— EXERCISE —
List every boom, era, or wave that the cryptocurrency essay below says its author has lived through.

— DOCUMENT SECTION —
Cryptocurrency is dead.

CN
8 hours ago

Stepping Out of the Circle and Embracing the Real World

Author: Dougie

Translation: Baihua Blockchain

I am not referring to prices going to zero, nor am I suggesting that blockchain stops producing blocks or that stablecoins quietly disappear. What I mean is that for someone like me, who has spent most of the last decade living within this industry, some things have become very unsettling.

My career, my network, and a large part of my identity are built around "cryptocurrency." I have experienced the ICO boom, the DeFi summer, the NFT frenzy, the Points era, and the Memecoins… almost all the peaks and troughs. In Telegram groups, on Crypto Twitter (CT), at various conferences, and in countless founder calls, the starting point has been the same: cryptocurrency is the center of the universe, and our job is to make this universe bigger.

What I now believe is almost the exact opposite.

Cryptocurrency as a "self-consistent world" is dying.

This technology is about to dissolve into everything else, and those who mistake the "old bubble" for the endgame will be left behind by the times.

So, why do I still have faith in it?

Because this death leads to a future that is grander than the industry we have been defending.

The Bubble We Built

For most of the modern cryptocurrency lifecycle, the loudest corners have been constructed by "crypto natives" for "crypto natives."

The target audience is not anyone who wants to trade, nor anyone who wants a better or different version of finance. Instead, it is a narrower group: those whose financial lives are entirely on-chain.

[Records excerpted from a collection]
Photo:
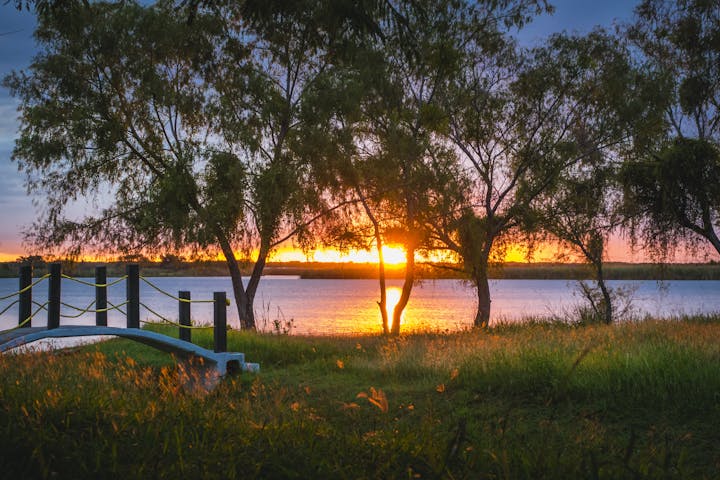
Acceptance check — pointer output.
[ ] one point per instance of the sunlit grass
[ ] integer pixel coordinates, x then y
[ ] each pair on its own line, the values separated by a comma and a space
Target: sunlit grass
637, 400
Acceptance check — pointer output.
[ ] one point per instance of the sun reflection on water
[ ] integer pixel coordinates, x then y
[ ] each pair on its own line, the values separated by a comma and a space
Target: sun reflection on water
392, 296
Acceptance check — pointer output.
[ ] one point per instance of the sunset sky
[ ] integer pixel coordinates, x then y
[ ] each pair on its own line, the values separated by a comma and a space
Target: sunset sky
17, 48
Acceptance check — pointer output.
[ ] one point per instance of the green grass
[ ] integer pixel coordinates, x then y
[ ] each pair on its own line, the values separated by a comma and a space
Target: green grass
637, 400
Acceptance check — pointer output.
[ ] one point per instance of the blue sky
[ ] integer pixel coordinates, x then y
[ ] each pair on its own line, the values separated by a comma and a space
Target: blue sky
17, 48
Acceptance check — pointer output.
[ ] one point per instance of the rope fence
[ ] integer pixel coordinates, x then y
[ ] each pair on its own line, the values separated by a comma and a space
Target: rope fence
100, 306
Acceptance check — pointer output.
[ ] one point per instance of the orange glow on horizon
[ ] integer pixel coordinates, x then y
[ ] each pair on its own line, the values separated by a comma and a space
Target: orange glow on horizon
393, 256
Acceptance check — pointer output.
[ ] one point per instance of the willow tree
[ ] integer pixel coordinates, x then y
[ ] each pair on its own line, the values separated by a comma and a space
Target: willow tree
400, 168
671, 177
521, 121
581, 210
185, 133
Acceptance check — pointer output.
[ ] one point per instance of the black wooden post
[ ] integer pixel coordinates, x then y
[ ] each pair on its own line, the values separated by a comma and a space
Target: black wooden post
25, 308
101, 296
133, 295
220, 322
184, 315
54, 295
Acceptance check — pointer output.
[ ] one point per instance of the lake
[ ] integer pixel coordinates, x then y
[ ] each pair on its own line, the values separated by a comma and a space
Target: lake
349, 306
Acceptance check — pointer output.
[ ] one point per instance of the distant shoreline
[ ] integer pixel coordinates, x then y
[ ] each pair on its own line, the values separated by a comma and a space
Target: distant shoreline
549, 271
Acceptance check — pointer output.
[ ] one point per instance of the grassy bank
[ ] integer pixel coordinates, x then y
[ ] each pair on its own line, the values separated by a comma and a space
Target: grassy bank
537, 401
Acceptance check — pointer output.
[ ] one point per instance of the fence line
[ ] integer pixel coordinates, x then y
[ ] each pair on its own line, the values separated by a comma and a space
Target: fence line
132, 302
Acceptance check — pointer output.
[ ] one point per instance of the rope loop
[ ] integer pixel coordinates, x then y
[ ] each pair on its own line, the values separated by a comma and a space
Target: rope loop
170, 322
47, 275
91, 284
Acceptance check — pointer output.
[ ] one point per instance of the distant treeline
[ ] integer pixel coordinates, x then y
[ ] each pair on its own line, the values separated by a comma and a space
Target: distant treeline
549, 271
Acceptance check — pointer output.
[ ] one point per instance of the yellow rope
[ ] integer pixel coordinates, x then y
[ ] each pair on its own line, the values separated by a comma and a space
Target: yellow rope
114, 307
170, 322
8, 307
81, 310
22, 324
47, 275
91, 284
184, 300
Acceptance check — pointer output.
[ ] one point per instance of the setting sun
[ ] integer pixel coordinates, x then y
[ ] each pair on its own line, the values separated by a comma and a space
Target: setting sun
391, 299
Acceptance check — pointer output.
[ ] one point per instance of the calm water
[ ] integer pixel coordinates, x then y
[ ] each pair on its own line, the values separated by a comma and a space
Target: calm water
348, 306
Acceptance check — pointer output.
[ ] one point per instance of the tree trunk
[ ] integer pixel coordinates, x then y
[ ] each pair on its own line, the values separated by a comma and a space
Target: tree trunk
482, 317
607, 300
712, 236
244, 304
407, 288
382, 304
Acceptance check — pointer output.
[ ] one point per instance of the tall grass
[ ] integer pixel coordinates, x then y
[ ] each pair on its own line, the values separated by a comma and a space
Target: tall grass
636, 400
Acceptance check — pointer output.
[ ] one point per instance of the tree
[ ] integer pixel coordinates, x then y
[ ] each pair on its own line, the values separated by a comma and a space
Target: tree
581, 210
671, 175
676, 191
521, 123
402, 171
191, 126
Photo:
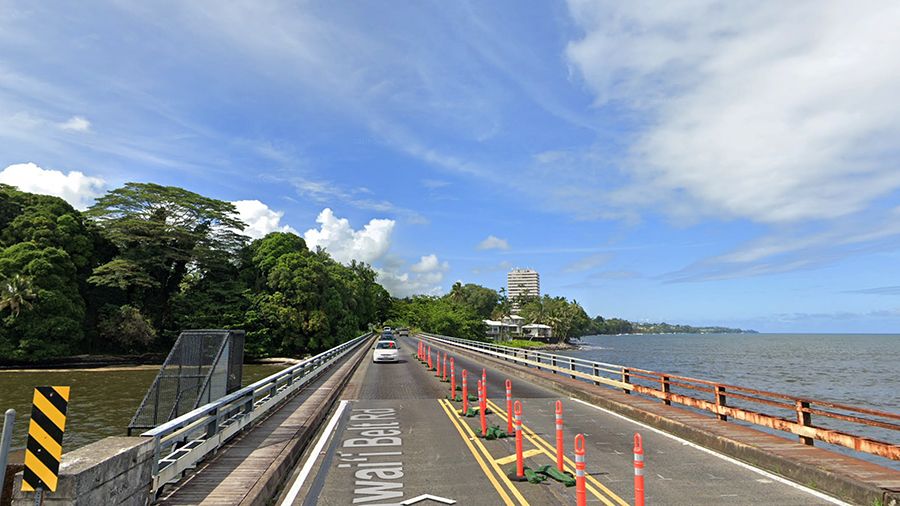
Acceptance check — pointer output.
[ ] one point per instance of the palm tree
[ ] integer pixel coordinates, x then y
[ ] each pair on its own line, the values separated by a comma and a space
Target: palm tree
16, 293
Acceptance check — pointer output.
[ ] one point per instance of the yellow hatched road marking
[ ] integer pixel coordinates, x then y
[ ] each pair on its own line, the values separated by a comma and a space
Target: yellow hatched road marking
38, 467
490, 458
487, 472
46, 407
540, 442
512, 458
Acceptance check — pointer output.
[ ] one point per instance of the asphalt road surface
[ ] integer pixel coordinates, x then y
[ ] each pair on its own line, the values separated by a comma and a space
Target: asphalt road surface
396, 436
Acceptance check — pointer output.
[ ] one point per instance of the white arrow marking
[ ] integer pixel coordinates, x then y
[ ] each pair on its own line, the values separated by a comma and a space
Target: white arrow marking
428, 496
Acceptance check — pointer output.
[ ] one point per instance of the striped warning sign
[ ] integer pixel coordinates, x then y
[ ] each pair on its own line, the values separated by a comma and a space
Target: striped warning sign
44, 449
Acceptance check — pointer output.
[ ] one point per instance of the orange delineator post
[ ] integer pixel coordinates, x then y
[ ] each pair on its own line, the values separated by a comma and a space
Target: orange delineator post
580, 492
465, 392
559, 440
481, 406
638, 470
509, 406
452, 379
520, 462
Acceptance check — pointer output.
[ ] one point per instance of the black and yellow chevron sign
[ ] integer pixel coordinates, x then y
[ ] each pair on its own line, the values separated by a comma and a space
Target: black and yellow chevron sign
44, 449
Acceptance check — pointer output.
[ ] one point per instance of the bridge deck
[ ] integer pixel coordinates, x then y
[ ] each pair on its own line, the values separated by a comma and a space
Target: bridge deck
440, 453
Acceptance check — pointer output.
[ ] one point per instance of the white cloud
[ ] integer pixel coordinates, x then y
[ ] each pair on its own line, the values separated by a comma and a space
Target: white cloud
74, 187
429, 263
425, 277
344, 243
260, 219
371, 244
493, 242
76, 124
587, 263
777, 112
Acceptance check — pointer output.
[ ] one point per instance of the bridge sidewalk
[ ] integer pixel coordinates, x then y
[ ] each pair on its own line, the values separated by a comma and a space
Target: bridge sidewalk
852, 479
250, 469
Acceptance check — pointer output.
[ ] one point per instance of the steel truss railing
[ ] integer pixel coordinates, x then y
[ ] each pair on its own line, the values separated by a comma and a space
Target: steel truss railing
724, 400
184, 441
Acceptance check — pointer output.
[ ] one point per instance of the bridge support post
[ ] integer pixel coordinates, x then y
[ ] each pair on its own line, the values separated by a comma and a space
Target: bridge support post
720, 401
664, 386
805, 419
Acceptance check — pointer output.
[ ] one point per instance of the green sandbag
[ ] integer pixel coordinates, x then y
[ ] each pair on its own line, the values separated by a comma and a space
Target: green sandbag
471, 412
494, 432
534, 477
551, 471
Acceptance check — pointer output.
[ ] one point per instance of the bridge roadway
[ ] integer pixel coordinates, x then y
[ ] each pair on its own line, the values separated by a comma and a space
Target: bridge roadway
396, 438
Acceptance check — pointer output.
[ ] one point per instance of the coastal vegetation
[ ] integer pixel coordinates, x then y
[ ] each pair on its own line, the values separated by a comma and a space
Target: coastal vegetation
147, 261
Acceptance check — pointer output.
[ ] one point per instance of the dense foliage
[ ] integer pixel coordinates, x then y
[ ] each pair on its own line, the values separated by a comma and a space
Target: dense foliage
147, 261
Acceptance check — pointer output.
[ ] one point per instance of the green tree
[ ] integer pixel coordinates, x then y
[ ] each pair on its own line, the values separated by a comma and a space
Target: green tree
126, 326
54, 326
483, 301
162, 233
16, 293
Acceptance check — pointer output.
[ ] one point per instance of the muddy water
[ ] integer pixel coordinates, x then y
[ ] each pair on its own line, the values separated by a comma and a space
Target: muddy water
102, 400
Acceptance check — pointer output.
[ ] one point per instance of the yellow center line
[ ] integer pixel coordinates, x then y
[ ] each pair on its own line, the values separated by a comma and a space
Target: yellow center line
542, 443
473, 438
512, 458
484, 467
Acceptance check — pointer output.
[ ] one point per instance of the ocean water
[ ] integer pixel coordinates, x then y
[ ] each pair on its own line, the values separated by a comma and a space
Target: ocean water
857, 369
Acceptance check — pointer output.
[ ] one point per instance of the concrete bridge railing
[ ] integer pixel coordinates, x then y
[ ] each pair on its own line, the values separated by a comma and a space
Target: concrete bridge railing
130, 470
180, 443
758, 407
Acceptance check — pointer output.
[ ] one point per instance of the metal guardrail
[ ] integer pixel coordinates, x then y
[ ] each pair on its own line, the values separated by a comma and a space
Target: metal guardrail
747, 406
184, 441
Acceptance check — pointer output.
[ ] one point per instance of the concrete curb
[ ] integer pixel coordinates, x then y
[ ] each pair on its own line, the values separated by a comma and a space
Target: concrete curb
271, 482
844, 487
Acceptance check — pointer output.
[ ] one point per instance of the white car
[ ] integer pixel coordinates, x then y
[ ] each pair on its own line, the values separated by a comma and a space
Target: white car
386, 351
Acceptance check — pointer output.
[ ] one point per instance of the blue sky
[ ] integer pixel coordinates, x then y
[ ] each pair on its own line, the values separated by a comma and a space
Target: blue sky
729, 163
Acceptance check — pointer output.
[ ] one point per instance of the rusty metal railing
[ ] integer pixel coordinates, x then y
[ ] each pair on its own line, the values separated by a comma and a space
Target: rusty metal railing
777, 411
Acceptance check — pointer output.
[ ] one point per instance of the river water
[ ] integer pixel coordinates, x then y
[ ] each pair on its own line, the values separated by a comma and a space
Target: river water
857, 369
101, 403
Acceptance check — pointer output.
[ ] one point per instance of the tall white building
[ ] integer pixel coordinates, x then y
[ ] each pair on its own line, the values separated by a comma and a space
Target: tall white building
522, 282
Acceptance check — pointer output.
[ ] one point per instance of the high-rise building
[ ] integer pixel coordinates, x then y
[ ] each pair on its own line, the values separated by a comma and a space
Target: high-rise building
521, 282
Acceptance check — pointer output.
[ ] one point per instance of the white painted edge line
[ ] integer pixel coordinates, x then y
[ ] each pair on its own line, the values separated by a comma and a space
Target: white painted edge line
313, 455
775, 477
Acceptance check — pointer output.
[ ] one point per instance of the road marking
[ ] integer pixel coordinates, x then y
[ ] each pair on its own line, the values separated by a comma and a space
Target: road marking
816, 493
484, 467
512, 458
307, 466
550, 450
490, 458
428, 497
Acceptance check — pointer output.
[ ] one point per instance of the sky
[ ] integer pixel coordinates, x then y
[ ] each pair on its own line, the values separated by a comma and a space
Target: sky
700, 162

— SOLUTION FOR THIS EXERCISE —
- The ICO boom
- The DeFi summer
- The NFT frenzy
- The Points era
- The Memecoins